Establish how many lines in the records below include the word "shaped"; respond with that number only.

** Record extracts follows **

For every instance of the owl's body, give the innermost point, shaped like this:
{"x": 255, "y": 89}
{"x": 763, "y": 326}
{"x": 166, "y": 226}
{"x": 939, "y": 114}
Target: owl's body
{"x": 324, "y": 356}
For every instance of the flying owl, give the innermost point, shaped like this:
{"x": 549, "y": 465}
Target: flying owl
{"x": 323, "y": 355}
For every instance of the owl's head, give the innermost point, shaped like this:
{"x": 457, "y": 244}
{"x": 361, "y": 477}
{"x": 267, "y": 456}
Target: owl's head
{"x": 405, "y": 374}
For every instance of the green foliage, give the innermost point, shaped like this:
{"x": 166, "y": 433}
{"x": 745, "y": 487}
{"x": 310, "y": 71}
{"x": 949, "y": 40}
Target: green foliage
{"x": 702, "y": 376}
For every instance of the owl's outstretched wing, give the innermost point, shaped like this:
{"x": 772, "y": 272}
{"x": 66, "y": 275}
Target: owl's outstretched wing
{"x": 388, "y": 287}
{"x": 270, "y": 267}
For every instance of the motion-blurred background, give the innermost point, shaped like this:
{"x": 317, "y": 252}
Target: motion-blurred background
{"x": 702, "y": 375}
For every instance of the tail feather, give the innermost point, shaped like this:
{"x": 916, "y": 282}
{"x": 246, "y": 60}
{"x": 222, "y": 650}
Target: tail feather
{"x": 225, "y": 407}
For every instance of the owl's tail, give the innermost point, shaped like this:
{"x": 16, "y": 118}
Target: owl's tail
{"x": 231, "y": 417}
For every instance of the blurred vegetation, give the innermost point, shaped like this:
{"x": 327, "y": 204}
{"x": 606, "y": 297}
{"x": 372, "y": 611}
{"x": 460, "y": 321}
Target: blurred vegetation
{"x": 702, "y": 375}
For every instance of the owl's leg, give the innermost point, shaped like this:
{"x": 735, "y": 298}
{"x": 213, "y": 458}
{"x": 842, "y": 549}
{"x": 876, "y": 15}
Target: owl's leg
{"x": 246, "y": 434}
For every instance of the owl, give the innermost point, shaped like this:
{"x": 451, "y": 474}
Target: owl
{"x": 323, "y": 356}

** End of Record extracts **

▶ [Written answer]
11